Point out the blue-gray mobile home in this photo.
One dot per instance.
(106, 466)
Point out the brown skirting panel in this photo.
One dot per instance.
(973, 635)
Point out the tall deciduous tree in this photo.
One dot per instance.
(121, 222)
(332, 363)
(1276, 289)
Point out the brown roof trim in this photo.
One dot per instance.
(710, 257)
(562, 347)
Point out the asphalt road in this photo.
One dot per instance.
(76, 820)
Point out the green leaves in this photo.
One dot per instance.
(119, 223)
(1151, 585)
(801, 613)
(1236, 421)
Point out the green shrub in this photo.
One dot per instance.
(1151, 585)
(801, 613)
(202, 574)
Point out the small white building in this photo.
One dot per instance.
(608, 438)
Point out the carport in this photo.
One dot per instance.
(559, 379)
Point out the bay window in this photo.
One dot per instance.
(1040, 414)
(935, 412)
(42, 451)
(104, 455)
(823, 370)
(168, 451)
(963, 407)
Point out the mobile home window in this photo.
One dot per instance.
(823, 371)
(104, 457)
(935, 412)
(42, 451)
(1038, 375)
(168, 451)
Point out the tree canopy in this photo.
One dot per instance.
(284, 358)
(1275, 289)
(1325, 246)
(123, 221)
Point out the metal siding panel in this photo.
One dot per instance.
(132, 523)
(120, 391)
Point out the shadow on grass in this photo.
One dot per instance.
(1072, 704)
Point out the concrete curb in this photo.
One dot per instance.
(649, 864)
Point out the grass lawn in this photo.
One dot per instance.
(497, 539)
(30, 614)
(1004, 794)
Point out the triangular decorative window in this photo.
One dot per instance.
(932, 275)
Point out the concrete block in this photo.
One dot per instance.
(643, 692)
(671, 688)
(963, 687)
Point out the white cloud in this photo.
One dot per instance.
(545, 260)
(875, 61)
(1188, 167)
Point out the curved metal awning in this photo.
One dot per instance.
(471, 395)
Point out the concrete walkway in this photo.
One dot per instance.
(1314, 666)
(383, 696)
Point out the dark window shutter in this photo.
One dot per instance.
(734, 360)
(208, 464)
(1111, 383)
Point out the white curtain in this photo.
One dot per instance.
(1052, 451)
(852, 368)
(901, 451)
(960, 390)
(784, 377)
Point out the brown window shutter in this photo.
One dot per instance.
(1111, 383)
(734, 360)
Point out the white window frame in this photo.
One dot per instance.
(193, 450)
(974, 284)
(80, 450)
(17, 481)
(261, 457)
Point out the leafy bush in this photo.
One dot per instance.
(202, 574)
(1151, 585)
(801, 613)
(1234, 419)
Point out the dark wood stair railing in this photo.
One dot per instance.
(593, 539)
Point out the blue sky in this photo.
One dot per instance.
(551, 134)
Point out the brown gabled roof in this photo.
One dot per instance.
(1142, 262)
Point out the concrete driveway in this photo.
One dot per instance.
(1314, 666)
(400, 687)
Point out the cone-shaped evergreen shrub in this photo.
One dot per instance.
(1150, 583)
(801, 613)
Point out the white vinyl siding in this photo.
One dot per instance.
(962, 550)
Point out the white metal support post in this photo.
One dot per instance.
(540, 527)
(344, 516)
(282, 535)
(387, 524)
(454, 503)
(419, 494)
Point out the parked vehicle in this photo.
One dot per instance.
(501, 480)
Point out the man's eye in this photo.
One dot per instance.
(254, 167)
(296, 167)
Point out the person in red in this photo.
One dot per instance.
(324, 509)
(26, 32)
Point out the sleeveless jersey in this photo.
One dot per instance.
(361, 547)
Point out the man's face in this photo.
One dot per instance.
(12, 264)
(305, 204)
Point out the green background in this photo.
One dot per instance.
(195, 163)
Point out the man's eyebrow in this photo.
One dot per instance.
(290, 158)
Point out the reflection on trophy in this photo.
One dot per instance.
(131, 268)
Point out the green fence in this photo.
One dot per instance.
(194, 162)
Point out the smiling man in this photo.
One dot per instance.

- _Task requirements_: Show each line of the listing that holds the string "home".

- _Output_:
Point out the blue-gray mobile home in this photo.
Point out the mobile home window in this photo.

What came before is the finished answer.